• [CONSEGNA]:
Scrivi il seguito del testo sull'adattamento cinematografico di Le Père diretto da Florian Zeller, riprendendo subito dopo l'ultima frase riportata.

• [TESTO DEL DOCUMENTO]:

........

Di A.C.

Esordio alla regia cinematografica del francese Florian Zeller, autore di lungo corso attivo nella produzione letteraria e teatrale. Ed è proprio da una sua pièce teatrale del 2012, Le Père, che ne ha tratto l’adattamento cinematografico in questione, il secondo dopo quello di Philippe Le Guay, discendente dal medesimo soggetto e intitolato Florida.
Anthony (Hopkins) è un uomo anziano, ormai compromesso dalla demenza senile che ne ha alterato completamente la percezione della realtà e ne ha esacerbato il carattere, rendendolo spesso ostile, intrattabile e spossante contro ogni badante assunta dalla figlia Anne (Colman), dedita alla cura del genitore ma emotivamente provata dalla situazione.
Da qui un angoscioso rapporto padre-figlia, in cui la devozione filiale viene continuamente messa a dura prova da una figura genitoriale sempre più inesorabilmente dispersa, di cui ormai restano solo gli strascichi dolorosi di una vita prossima alla sua fine.

........

• [DATI IN INGRESSO]:
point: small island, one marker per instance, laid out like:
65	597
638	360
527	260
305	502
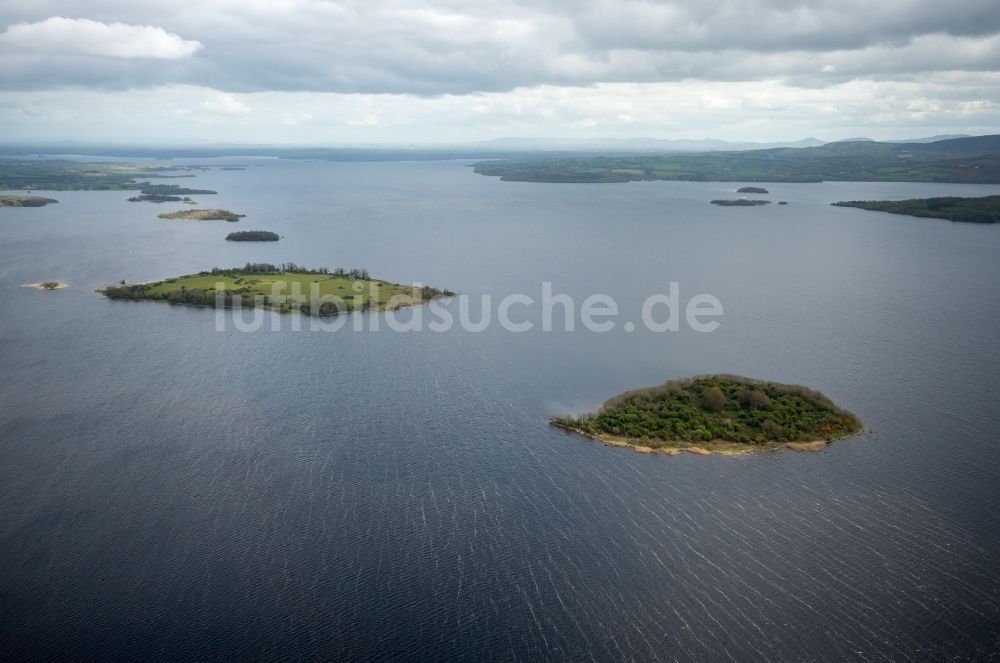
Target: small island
740	202
159	198
148	189
25	201
252	236
716	414
47	285
202	215
286	288
965	210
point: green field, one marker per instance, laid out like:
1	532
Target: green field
60	175
720	412
212	214
25	201
975	160
296	289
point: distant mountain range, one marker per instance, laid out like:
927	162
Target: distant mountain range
492	149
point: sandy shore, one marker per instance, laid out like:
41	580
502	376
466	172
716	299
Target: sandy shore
815	445
38	286
713	448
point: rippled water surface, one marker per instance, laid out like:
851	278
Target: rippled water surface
173	492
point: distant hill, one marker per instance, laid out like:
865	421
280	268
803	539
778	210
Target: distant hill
972	159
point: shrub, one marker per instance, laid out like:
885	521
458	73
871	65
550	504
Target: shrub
755	400
713	399
771	429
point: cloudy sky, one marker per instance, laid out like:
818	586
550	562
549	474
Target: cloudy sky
334	72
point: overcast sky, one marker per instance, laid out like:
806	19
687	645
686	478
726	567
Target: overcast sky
324	72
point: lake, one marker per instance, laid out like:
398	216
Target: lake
173	492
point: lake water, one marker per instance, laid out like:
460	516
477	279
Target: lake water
173	492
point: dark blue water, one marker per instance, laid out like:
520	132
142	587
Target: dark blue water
173	492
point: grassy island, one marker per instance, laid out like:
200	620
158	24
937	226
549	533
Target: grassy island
967	210
203	215
740	202
25	201
253	236
973	159
159	198
282	288
148	189
716	413
65	175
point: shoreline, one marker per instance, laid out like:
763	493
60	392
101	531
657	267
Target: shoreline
711	448
41	286
291	311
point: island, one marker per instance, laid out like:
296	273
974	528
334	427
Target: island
740	202
66	175
159	198
716	414
47	285
25	201
252	236
972	160
985	209
148	189
202	215
284	288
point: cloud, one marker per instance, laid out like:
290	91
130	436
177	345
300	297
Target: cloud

........

• [RISPOSTA]:
Zeller, a dispetto delle apparenze, non costruisce un convenzionale racconto sulla malattia degenerativa, e schiva tutti gli stilemi spesso retorici e pietistici della produzione hollywoodiana sul tema.
Attinge dalla propria opera teatrale e la converte all’interno degli schemi cinematografici, facendone una commistione bilanciatissima di cinema e teatro in cui i dialoghi corposi e la recitazione vibrante del dramma da camera si sposano con il linguaggio audiovisivo.
The Father, infatti, non è una blanda campagna di sensibilizzazione o un’autocompiaciuta pornografia del dolore, bensì una disperata discesa nell’oblio di una mente irrimediabilmente smarrita e una contemplazione pudica della sofferenza dei suoi protagonisti. Un uomo prigioniero della sua mente, che si aggrappa ad ogni ricordo cercando di dargli un senso, ma di fatto sbattendo contro le pareti di un labirinto interiore senza via di uscita.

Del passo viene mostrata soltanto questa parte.